(Entries for pointing and labeling)

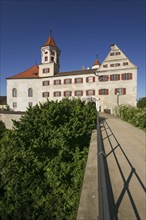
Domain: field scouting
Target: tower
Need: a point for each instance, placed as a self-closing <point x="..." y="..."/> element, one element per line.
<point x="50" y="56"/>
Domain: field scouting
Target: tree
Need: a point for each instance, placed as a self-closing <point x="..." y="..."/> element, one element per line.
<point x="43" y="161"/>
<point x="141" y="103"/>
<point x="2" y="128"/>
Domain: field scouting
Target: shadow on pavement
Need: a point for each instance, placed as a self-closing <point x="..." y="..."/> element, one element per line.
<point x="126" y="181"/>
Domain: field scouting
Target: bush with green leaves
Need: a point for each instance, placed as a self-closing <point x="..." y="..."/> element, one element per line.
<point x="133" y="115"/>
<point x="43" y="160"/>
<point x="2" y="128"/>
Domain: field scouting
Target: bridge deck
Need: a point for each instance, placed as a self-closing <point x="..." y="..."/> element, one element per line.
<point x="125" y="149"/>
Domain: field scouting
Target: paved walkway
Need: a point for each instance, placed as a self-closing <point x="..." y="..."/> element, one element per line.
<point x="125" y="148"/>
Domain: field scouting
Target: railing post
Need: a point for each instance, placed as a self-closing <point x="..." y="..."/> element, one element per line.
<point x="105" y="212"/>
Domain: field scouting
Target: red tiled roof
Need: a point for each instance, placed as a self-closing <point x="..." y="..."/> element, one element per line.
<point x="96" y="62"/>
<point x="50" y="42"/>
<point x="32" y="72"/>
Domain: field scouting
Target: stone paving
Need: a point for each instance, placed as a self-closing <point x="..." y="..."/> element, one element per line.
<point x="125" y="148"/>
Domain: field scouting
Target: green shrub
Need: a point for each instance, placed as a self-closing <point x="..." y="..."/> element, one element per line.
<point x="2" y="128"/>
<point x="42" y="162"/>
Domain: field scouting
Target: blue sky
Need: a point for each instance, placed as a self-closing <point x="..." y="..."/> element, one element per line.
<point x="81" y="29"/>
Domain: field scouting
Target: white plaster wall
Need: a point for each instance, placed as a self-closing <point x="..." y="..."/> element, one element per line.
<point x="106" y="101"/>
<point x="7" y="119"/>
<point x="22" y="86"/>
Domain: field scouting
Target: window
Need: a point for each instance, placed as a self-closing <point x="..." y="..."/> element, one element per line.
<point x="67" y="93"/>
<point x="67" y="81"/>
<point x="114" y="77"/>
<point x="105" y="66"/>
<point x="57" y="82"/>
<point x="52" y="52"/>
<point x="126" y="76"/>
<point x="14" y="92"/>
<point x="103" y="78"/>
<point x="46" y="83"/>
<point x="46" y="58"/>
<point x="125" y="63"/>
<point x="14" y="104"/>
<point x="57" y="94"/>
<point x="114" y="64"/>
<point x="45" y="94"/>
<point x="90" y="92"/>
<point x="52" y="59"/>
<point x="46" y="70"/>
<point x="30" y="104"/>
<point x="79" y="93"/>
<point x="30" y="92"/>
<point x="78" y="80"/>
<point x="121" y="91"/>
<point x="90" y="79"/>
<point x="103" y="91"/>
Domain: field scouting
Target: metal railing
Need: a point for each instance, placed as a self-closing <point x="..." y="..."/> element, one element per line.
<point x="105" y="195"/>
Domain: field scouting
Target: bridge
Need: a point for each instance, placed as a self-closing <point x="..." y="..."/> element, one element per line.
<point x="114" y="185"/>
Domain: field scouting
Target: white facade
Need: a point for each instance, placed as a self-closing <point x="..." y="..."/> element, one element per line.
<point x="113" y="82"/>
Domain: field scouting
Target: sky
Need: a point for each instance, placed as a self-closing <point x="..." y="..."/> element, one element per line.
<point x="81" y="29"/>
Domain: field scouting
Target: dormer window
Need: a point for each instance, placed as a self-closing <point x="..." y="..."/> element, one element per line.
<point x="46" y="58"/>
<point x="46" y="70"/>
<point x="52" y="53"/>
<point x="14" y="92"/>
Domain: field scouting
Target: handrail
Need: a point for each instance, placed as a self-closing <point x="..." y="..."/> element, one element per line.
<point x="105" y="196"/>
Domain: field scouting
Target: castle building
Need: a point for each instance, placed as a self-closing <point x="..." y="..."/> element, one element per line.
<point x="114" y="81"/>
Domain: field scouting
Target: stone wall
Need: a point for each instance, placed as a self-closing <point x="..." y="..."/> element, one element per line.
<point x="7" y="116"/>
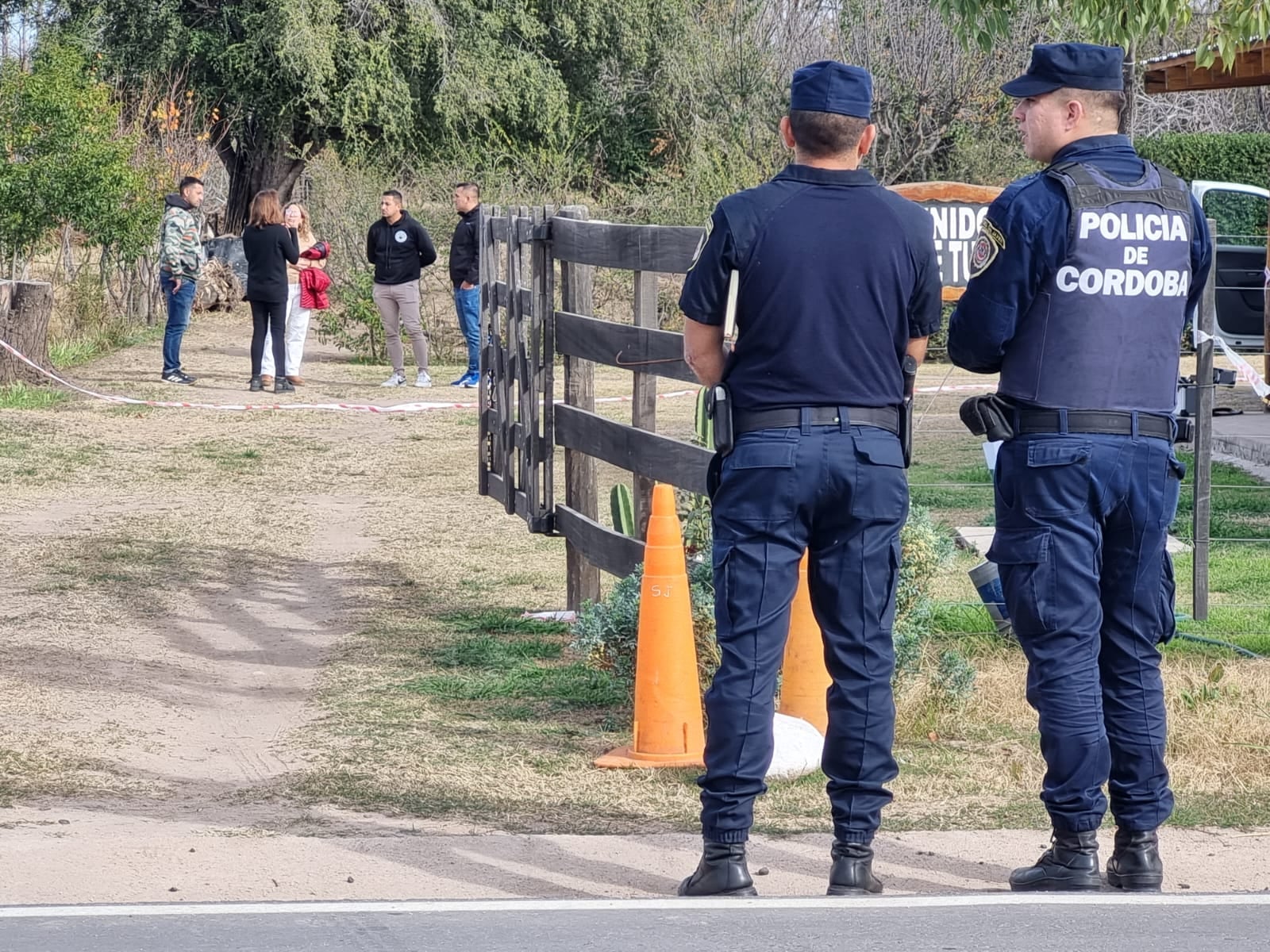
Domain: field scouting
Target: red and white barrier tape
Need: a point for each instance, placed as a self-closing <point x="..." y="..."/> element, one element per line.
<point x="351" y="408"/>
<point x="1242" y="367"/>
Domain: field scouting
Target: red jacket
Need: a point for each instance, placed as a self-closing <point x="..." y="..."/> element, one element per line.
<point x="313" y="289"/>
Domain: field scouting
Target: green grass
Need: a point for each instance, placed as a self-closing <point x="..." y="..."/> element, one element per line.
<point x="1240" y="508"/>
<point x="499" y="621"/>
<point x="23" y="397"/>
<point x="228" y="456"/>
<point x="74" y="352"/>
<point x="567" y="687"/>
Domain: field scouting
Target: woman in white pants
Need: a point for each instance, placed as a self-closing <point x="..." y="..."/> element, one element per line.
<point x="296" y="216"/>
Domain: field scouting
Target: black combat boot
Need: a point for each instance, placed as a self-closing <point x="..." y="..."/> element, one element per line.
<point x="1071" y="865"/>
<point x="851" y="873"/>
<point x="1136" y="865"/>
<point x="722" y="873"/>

...

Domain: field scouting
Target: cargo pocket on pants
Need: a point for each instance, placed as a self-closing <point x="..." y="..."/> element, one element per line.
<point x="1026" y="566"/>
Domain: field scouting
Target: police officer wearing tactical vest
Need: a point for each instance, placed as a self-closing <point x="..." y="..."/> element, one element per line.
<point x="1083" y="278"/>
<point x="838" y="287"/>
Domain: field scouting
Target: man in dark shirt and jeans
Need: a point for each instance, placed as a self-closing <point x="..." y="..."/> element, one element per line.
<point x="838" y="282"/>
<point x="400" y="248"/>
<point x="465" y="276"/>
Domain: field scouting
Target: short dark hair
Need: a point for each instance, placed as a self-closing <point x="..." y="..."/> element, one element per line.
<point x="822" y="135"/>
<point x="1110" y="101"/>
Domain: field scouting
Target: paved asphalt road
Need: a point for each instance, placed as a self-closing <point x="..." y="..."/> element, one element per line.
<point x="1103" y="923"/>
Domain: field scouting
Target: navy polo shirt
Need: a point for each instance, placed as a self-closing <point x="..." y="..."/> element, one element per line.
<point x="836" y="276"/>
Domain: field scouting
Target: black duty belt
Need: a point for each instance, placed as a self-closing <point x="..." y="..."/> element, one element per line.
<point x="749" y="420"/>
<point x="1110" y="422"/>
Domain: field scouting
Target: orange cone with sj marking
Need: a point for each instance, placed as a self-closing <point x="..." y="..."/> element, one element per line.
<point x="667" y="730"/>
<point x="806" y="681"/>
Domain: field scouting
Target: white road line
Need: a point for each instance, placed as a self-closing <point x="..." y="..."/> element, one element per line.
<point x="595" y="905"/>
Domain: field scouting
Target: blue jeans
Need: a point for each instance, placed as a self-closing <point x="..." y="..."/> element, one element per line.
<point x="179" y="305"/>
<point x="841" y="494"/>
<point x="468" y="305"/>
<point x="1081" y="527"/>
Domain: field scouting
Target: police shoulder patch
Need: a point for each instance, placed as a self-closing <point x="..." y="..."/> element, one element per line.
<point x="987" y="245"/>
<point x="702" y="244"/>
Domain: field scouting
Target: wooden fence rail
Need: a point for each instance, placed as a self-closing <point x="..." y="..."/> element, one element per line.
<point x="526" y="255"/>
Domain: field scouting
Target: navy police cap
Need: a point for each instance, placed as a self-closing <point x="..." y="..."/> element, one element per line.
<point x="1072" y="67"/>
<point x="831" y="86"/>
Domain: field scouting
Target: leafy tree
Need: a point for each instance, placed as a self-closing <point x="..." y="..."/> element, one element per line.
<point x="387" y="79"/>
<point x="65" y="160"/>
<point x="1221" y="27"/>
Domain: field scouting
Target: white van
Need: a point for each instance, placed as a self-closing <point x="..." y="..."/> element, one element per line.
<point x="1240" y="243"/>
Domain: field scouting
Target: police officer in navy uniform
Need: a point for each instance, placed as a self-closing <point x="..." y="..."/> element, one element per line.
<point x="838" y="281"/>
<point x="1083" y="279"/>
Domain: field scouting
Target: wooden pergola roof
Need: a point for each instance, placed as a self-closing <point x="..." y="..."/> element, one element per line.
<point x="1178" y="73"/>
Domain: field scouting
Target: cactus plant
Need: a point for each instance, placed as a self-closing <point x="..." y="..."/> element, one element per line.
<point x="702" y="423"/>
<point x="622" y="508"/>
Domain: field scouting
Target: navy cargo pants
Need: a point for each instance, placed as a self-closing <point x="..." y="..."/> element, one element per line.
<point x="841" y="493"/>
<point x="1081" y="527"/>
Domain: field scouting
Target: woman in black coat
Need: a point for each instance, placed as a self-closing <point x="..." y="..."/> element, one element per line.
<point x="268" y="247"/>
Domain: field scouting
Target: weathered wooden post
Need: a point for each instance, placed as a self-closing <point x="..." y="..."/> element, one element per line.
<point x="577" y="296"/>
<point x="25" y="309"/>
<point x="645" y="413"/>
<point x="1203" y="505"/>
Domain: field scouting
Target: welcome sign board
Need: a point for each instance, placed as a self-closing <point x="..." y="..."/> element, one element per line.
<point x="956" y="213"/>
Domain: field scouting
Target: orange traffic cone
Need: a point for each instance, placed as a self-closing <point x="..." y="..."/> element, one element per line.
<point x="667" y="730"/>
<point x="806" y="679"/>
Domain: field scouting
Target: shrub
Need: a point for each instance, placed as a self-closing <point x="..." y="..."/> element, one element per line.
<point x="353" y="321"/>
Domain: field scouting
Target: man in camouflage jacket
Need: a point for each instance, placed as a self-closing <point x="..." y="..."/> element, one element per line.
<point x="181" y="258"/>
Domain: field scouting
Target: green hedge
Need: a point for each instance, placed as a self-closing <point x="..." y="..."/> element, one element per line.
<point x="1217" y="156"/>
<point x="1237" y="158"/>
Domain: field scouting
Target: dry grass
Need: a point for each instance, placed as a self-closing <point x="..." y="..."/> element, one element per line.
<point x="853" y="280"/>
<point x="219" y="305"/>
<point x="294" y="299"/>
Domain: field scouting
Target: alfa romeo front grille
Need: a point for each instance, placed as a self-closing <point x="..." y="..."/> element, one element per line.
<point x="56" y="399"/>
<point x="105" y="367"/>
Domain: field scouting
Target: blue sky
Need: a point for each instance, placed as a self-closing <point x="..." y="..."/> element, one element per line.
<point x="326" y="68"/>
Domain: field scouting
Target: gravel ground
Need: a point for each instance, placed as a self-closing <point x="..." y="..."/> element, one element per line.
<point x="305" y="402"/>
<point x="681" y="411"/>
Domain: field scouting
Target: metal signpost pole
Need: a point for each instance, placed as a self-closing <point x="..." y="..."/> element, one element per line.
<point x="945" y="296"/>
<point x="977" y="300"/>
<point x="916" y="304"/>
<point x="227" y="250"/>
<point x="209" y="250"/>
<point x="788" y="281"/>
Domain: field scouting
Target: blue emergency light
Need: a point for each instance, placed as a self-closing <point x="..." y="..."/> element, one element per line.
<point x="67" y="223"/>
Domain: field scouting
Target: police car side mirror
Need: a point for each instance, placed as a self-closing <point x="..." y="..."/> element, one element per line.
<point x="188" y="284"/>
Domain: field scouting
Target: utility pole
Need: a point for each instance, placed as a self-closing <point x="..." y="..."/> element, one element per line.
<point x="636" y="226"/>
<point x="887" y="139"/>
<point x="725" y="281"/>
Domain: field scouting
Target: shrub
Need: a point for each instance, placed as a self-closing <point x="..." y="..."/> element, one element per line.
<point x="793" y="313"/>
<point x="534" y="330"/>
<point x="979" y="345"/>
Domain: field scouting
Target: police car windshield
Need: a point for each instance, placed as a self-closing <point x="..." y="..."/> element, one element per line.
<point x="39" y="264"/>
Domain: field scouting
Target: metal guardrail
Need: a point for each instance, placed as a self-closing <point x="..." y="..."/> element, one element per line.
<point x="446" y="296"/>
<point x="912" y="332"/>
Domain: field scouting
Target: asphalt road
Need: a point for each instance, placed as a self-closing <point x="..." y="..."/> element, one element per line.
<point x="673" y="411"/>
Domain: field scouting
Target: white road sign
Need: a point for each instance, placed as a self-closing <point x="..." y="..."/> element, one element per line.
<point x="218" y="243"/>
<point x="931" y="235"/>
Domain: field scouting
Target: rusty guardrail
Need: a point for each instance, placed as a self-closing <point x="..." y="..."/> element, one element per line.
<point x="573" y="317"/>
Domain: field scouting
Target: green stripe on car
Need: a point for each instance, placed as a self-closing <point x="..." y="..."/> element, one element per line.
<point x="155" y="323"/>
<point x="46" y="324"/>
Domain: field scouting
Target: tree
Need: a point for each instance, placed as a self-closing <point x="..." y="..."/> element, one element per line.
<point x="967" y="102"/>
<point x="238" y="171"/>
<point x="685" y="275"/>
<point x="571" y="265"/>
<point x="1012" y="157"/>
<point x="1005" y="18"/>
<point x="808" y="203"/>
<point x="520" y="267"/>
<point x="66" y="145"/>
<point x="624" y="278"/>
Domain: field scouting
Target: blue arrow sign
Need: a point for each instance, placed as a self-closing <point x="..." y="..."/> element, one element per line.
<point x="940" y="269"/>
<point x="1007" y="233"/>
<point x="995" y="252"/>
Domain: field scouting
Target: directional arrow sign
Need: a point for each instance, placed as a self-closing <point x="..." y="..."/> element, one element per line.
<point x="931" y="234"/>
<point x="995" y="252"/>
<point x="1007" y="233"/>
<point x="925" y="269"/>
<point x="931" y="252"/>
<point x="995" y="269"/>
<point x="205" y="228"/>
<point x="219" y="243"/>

* * *

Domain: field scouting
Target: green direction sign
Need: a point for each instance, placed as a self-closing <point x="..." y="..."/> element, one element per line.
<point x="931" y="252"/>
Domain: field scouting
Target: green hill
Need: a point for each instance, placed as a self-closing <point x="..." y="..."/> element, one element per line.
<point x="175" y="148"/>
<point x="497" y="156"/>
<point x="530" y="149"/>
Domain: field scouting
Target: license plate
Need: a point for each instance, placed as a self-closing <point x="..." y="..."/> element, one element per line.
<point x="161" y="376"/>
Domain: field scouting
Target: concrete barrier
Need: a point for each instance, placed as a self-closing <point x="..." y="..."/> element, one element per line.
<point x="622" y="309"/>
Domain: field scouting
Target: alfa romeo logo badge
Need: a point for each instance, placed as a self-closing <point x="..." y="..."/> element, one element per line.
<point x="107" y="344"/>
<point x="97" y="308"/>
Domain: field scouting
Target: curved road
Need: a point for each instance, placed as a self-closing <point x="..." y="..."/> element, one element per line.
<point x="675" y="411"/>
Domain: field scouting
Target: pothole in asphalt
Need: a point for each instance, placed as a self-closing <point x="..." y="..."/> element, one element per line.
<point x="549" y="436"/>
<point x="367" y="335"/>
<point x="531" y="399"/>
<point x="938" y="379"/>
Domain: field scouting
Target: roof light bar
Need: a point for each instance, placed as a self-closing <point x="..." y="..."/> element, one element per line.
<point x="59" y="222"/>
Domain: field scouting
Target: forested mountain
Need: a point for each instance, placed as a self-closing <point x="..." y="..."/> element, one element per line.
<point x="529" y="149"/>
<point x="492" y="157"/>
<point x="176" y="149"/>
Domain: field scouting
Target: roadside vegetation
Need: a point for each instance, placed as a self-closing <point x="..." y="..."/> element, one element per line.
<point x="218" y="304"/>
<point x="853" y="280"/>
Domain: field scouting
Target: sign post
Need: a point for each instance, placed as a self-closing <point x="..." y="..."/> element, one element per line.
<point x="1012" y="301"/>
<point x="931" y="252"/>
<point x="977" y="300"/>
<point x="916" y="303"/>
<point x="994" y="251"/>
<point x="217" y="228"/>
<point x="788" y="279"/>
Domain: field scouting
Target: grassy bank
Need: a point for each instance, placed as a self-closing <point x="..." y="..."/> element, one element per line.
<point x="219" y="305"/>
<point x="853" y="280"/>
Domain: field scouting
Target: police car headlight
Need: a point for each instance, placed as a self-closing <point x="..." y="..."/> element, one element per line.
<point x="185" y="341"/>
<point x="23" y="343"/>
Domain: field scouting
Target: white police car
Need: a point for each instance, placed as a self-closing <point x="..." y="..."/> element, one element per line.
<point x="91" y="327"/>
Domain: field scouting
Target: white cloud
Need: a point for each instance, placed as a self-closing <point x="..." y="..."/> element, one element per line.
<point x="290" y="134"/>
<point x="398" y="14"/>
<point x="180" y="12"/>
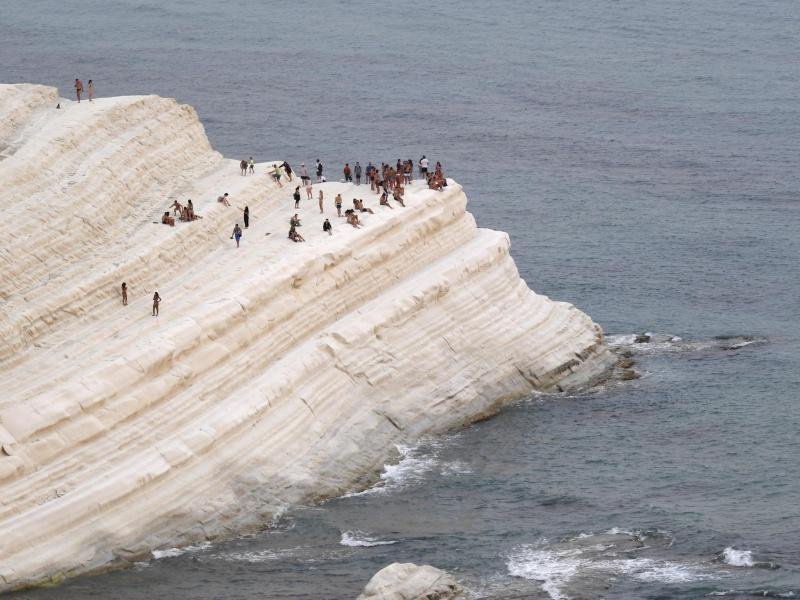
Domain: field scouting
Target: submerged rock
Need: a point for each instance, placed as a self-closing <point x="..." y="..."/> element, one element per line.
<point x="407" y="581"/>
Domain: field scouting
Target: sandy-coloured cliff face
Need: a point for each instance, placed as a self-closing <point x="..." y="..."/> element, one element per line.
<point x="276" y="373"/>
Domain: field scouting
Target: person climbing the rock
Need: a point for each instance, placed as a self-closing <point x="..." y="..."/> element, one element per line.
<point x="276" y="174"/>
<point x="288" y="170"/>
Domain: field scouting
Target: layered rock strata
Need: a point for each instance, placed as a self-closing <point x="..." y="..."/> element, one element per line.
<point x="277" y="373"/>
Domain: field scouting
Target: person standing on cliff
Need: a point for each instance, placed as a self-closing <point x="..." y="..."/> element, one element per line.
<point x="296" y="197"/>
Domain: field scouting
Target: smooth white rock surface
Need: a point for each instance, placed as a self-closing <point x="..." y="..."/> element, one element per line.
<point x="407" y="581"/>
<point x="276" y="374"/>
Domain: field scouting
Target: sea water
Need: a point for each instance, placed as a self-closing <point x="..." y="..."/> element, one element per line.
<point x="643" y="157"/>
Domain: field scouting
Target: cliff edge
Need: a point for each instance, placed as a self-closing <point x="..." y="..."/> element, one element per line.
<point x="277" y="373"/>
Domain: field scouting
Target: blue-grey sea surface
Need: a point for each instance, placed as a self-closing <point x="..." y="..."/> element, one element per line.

* Directive: List every line in the data above that contains the word "with", copying each such line in full.

* Result below:
Target: bush with green leaves
Target: orange cone with sj marking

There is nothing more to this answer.